__Task description__. Are you able to retype all the records below exactly?

__Available records__.

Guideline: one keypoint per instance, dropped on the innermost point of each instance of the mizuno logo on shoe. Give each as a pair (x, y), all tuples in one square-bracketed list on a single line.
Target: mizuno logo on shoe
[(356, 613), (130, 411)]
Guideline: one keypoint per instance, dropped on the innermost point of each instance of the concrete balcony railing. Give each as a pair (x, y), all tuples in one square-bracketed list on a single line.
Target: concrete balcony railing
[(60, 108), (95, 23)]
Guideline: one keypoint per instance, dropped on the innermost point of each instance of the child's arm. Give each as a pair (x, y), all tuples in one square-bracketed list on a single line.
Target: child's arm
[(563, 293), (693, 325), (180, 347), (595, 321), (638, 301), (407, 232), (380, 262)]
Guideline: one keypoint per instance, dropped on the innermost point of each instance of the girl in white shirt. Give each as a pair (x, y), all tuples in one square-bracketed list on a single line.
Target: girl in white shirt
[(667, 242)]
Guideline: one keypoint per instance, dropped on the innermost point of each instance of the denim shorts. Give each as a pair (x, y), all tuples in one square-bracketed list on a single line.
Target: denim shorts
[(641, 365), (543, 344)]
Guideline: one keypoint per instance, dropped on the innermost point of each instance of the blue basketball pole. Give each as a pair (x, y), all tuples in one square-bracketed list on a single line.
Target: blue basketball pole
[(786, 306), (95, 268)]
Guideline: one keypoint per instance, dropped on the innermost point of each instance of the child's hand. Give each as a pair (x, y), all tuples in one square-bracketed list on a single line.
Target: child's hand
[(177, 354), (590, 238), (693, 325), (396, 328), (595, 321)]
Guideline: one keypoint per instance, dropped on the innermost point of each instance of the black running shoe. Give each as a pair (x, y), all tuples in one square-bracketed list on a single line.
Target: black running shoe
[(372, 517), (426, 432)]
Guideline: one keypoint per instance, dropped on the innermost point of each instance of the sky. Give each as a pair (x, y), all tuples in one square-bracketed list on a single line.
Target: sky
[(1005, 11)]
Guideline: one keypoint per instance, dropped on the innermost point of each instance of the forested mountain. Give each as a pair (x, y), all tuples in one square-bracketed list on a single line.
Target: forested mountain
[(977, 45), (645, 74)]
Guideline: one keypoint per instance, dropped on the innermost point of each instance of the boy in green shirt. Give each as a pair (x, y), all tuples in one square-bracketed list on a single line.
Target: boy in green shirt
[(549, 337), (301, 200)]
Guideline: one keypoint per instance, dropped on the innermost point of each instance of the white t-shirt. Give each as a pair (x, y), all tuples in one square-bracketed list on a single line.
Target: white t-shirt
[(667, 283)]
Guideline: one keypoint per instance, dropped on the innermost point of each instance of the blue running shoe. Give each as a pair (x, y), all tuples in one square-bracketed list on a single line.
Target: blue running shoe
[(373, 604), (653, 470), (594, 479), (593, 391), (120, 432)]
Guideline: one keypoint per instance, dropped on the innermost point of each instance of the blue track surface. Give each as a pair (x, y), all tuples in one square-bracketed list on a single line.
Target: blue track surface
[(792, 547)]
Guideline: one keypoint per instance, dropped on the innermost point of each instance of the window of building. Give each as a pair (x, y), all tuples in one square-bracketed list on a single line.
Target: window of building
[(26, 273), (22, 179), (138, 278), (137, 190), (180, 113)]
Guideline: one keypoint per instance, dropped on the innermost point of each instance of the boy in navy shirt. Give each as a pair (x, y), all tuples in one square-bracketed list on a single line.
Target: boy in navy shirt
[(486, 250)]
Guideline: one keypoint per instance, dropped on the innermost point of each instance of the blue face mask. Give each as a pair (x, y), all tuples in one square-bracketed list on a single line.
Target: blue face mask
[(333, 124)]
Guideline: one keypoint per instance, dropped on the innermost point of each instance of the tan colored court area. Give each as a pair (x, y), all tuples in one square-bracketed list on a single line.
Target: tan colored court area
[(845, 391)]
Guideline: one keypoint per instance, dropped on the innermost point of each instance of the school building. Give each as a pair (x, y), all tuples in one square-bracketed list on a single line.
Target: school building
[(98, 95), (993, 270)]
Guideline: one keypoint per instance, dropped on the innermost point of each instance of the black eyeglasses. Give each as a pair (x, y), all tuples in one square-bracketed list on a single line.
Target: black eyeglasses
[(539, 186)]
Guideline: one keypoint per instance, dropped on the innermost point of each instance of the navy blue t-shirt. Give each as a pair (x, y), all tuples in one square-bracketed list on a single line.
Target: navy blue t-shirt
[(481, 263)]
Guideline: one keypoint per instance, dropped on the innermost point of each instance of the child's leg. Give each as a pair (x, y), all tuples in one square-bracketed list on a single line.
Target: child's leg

__Worked answer__.
Guideline: one keypoint per instance, dropped on the innermost point of each instance of the mizuno logo on shoe. Give each as a pair (x, y), all tuples in one square-bracketed list on a single line.
Target: mizuno logo on shoe
[(356, 613), (130, 411)]
Guideline: one keypoint per instance, dropped on the innermost point of each instance of the concrete balcony railing. Give each as a pair (x, y), all tuples in one square-bracketed list on a single line.
Target: concrete balcony railing
[(60, 108), (95, 23)]
Guideline: one keypoint per instance, dropped on the innermost point of each instance of the child's arm. Give each as a pair (x, y), all tuples in one square-bracketed list on a single line.
Target: child's arm
[(563, 293), (693, 325), (180, 347), (595, 321), (638, 301), (407, 232), (380, 262)]
Guideline: one keypoint per instance, dropped on the innermost point of each instance of the girl in white shirt. Give each as a pair (x, y), all tuples in one square-bracketed list on a single line.
Target: girl in white shirt
[(667, 242)]
Guideline: one keypoint per instance, dropped on the innermost point of each instance of the denim shorts. Give each as a pair (x, y), all tuples in one square-bracketed list on a single line.
Target: denim shorts
[(641, 365), (543, 344)]
Guideline: one keypoint per instance, dropped on the innermost point of each instance of the blue basketball pole. Give each as a pair (x, y), all tuples in one square-bracketed list on a single line.
Target: blue basketball pole
[(786, 306), (95, 268)]
Guideline: one keypoint per instance, dropped on the innermost point of each instance of the child's hand. Give each as a pair (x, y), all tuples in one square-bracketed list on a single line.
Target: child's hand
[(177, 354), (590, 238), (693, 325), (396, 328), (595, 321)]
Guideline: one keypoint per instance, dropped on the innermost point of each instance of the black running shoe. Give each as a pair (x, y), all tuples in one square-bracketed list on a single line.
Target: black running shoe
[(372, 517), (426, 432)]
Guideline: one keypoint per instance, dropped on the innermost point of each instance of the sky. Give each as a pair (x, y), all tuples in one square-bracketed list on a single line.
Target: sky
[(1005, 11)]
Guideline: one keypoint per instance, dropped on the innermost point of each instance of the forested mountain. Give each as a pair (x, y), all tuples in one square-bracketed list on a single line.
Target: forested mountain
[(977, 45), (645, 74)]
Guideline: one keypoint per instance, dropped on the innermost point of each instance of the boy in green shirt. Give each as a pair (x, y), all tuples in one square-bracketed list on a single line.
Target: boy in green shirt
[(549, 337), (301, 200)]
Guideline: one keypoint per instance, dropped on the innermost point of each instance of the white t-shirt. Give each as a pair (x, y), all tuples in one square-bracketed list on a single line.
Target: white t-shirt
[(667, 283)]
Guideline: one keypoint per instance, dropped on the innermost point of each instance of the blue running shoe. Give each as a pair (x, y), all tuples in one square-bracketed list on a single line.
Target: blue running shoe
[(373, 604), (653, 470), (594, 479), (593, 391), (120, 432)]
Guideline: one keypoint per instance, dropped on the innermost point of each instance of the blue track surface. Give each as a pair (x, y), all tuples in one square-bracketed list on a single line.
Target: blue track surface
[(792, 547)]
Guideline: one keypoint per instance, dropped on the innermost point of each instance of the window of building. Give each as a pair (x, y), all tuples in one square-bracketed list on a single line.
Target: window of building
[(26, 273), (22, 179), (138, 278), (137, 190), (180, 113)]
Guideline: one keypoint per instance, dropped on the innermost point of each instance of the boy in navy shirt. Give each as a pair (x, y), all tuples in one square-bracketed list on a single line.
Target: boy in navy shirt
[(486, 250)]
Guideline: one keypoint per instance, dropped on the innermost point of each instance of the blue face mask. Give each as a pair (x, y), all tuples in one square-bracketed list on a single line.
Target: blue face mask
[(333, 124)]
Guideline: one keypoint per instance, dropped on the innermost point of each instance of the tan colored court area. Give each as a pair (x, y), all tuples in one square-bracketed list on a single line.
Target: tan colored court area
[(845, 391)]
Guideline: one keypoint per instance, dropped on the innermost point of each instance of the school building. Give each as a pair (x, y), all tuples in one square-bracketed list on a single line.
Target: school building
[(98, 95), (993, 270)]
Guideline: one keypoint per instance, dropped on the innermost point of each instance of the black eyeglasses. Give each as a pair (x, y), all tuples in one square-bracketed list on a single line.
Target: black eyeglasses
[(539, 186)]
Guideline: one keypoint per instance, dropped on the innermost point of each instance of the navy blue t-shirt. Give each as a pair (x, y), all tuples in one square-bracketed list on a single line.
Target: navy blue t-shirt
[(481, 263)]
Guideline: one keypoint per instance, dropped on the innermost point of each instance of the child's leg. Give each as a pair (x, y), all tuples in one square-bracketed list on a single line.
Target: child's leg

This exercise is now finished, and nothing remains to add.